» Goal: Find the line that contains "Exercise. Mark the carved" and print it and every line after it, exactly, please.

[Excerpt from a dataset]
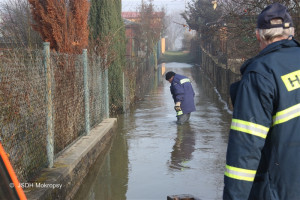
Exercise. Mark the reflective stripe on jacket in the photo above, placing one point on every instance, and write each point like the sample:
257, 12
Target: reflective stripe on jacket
263, 154
182, 91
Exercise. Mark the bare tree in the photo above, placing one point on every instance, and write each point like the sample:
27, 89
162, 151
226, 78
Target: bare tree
175, 28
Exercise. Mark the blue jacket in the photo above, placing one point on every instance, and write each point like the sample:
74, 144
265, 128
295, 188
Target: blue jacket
182, 90
263, 155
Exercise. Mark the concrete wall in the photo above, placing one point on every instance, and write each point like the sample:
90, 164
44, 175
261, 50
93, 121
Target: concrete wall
64, 179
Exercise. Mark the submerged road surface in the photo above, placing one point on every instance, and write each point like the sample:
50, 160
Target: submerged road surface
152, 157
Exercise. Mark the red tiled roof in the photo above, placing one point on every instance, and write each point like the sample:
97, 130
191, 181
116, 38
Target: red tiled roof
132, 15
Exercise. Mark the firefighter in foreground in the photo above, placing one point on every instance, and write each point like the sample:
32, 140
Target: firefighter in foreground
183, 96
263, 158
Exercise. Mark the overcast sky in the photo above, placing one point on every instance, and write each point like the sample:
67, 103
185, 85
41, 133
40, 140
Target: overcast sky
170, 5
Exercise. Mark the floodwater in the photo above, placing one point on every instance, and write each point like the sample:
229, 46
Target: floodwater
151, 157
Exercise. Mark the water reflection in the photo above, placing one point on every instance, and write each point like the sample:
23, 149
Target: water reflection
152, 157
183, 148
107, 179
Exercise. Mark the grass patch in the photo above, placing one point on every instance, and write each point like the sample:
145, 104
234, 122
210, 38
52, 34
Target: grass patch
176, 56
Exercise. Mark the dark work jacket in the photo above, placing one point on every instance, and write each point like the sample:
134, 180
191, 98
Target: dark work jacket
263, 154
182, 90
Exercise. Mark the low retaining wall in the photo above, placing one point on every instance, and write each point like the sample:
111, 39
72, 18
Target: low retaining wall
64, 179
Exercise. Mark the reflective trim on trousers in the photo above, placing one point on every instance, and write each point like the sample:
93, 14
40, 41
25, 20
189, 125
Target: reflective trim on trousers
240, 173
249, 127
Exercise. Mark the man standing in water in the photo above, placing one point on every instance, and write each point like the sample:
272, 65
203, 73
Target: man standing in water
263, 159
183, 96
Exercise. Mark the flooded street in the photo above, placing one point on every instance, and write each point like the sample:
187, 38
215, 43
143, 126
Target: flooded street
152, 157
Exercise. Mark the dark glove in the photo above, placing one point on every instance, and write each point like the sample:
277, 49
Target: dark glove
177, 108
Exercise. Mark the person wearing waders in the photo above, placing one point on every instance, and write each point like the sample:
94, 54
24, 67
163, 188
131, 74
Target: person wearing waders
263, 153
183, 96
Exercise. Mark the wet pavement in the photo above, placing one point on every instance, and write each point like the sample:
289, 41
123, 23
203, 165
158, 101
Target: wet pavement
152, 157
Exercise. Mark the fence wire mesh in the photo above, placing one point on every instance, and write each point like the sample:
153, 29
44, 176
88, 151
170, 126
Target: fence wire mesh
24, 106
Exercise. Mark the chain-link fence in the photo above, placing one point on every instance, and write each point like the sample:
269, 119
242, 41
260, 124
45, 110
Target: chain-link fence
221, 70
48, 100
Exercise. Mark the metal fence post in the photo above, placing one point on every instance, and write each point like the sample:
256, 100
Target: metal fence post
106, 94
124, 93
49, 112
86, 91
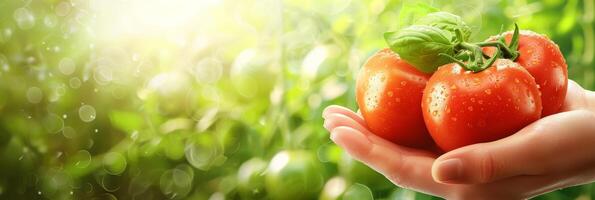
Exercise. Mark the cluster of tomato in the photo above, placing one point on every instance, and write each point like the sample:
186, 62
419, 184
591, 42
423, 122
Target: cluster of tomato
432, 89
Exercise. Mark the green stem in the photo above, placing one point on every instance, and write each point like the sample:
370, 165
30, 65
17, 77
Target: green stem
506, 52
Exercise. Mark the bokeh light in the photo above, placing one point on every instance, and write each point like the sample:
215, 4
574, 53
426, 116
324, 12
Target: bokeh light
215, 99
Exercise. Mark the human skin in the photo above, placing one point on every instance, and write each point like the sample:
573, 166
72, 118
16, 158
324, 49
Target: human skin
552, 153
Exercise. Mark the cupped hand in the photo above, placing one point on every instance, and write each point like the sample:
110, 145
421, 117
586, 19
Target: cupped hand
552, 153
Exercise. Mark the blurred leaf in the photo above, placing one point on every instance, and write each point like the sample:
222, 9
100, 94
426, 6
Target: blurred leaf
126, 121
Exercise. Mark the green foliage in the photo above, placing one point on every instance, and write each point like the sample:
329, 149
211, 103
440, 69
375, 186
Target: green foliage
421, 45
180, 99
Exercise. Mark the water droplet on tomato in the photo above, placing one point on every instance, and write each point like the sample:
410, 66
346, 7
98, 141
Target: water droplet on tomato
481, 123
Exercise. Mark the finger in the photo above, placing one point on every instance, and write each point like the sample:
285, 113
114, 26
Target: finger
335, 120
575, 97
334, 109
554, 143
401, 167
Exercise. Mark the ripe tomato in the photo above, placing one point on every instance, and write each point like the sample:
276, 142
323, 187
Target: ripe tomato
388, 93
544, 61
462, 108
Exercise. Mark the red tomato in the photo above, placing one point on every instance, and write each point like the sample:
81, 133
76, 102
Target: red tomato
389, 92
462, 108
544, 61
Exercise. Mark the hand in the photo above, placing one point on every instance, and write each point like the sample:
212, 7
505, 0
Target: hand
552, 153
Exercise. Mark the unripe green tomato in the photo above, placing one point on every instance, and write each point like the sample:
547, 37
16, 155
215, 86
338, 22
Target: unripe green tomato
251, 179
293, 175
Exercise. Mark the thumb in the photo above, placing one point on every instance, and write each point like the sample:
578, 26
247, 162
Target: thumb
558, 142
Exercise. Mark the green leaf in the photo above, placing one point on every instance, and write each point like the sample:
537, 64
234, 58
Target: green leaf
420, 46
446, 21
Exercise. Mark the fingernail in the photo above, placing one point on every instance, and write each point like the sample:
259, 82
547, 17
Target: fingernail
450, 170
326, 125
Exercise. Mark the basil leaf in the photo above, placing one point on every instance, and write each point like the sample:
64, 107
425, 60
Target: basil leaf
420, 46
446, 21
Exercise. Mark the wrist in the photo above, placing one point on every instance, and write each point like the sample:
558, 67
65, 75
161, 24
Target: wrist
590, 97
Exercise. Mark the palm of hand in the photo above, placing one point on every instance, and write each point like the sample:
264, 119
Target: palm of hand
551, 153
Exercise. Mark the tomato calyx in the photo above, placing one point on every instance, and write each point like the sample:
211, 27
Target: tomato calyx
509, 52
471, 57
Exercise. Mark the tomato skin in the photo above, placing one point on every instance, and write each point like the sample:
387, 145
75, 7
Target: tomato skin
462, 108
388, 93
544, 61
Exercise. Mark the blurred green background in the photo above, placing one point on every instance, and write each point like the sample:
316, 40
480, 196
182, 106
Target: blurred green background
214, 99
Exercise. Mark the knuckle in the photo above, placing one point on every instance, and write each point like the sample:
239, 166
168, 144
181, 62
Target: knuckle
395, 173
487, 168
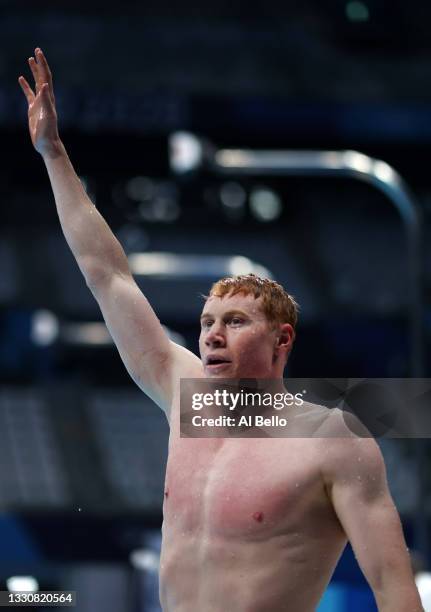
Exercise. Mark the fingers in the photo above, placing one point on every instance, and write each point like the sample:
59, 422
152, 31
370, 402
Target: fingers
28, 92
46, 95
35, 73
43, 69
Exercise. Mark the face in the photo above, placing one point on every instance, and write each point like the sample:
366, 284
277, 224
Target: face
236, 340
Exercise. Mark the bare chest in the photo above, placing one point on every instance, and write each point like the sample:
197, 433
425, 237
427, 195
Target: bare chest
240, 487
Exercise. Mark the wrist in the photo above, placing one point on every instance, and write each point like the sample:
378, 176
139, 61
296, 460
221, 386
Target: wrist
52, 149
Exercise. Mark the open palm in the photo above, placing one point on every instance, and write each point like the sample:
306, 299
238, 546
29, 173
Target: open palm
42, 116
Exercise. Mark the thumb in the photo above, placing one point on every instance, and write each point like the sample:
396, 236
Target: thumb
46, 96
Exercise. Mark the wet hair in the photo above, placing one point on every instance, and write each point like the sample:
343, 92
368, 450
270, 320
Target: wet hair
278, 305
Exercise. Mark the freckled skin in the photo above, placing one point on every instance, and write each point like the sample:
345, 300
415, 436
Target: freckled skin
246, 519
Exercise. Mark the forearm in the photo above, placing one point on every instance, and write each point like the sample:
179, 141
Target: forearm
399, 599
92, 242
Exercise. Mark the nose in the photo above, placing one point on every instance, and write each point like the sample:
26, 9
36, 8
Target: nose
216, 336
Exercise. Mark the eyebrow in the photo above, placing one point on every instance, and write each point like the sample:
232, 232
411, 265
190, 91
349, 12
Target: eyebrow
229, 313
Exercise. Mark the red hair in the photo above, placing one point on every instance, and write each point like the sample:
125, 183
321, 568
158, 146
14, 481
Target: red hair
278, 305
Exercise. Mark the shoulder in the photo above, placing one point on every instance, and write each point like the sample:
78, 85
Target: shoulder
345, 454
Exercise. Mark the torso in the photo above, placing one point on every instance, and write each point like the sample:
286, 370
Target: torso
248, 525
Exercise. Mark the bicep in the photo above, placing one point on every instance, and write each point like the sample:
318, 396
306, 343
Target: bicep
367, 513
148, 354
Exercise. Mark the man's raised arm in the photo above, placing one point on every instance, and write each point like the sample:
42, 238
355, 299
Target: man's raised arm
151, 359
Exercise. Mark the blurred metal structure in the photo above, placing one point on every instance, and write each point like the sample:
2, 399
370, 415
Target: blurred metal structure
355, 165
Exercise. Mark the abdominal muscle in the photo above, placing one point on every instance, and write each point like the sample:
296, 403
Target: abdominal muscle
247, 527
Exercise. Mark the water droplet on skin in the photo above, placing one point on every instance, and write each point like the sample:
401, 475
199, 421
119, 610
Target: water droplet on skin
258, 516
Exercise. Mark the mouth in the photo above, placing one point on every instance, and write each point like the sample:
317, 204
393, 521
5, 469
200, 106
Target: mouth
216, 364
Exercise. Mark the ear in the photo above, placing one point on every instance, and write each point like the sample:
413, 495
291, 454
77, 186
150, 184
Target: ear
285, 337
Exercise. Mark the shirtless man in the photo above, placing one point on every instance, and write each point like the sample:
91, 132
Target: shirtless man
250, 525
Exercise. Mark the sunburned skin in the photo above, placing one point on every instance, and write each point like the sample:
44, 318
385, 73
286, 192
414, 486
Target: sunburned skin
248, 525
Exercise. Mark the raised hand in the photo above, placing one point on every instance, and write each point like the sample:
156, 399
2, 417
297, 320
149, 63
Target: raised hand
42, 116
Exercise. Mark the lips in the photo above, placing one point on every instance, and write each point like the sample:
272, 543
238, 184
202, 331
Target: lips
214, 360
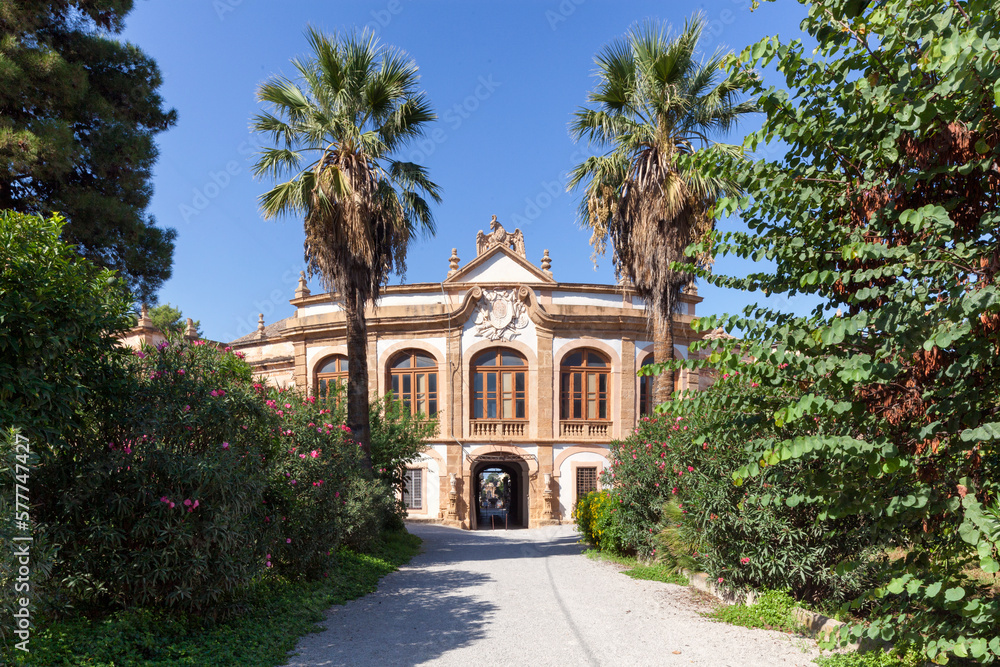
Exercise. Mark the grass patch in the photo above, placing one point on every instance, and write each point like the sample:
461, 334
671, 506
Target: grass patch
771, 611
278, 613
636, 570
657, 573
909, 658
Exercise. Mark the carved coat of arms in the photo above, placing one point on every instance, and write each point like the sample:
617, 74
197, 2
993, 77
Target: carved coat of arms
500, 314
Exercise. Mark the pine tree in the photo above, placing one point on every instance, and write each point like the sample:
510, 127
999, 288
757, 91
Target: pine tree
79, 111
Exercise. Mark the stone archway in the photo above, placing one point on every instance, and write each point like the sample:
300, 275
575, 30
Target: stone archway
518, 473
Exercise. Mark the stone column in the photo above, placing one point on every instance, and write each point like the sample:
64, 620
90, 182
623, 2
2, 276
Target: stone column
545, 419
628, 407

» Written answer:
Exercise. Mark the carved coat of arms in the photo above, placing one point on every instance, and write each point like the sample:
617, 74
197, 2
993, 77
Target: carved coat of arms
500, 314
Exercise. Mark the pine tree in the photo above, placing one point on every instance, and write each point like the sample:
510, 127
999, 288
757, 91
Target: pine tree
79, 111
Exercise. Mark the stone archway in the photo above, placing one point on every instance, and write each point like the sample:
300, 275
575, 30
Target: stone archway
518, 473
Exercise. Mark the stone column in the photo above, placing one point on every instance, and write each point like the sample:
64, 620
90, 182
623, 2
2, 276
Target: stone column
545, 419
628, 407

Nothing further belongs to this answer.